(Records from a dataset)
----------

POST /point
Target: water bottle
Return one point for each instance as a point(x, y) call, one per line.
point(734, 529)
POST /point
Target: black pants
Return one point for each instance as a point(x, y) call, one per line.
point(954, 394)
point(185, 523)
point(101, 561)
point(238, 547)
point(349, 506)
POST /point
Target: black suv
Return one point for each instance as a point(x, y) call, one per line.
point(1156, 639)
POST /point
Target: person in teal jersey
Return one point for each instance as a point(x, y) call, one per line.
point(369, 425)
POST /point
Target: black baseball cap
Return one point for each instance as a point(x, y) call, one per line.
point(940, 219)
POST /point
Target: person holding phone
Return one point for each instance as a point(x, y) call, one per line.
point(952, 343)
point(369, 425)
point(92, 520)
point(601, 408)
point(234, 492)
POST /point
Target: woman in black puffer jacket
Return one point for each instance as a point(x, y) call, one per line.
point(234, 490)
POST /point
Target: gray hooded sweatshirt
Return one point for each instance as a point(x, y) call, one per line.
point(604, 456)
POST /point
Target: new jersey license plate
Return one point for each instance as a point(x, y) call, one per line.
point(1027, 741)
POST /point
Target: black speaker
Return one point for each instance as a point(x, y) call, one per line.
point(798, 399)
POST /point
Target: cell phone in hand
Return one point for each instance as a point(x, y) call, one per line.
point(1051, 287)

----------

[To do] The lines above that hold "Target" are the result; show every one of them.

[Result of the task]
Target: water bottle
Target: black pants
Target: black suv
Target: person in teal jersey
Target: black baseball cap
Target: person holding phone
Target: woman in black puffer jacket
Target: gray hooded sweatshirt
Target: new jersey license plate
Target: black speaker
Target: cell phone in hand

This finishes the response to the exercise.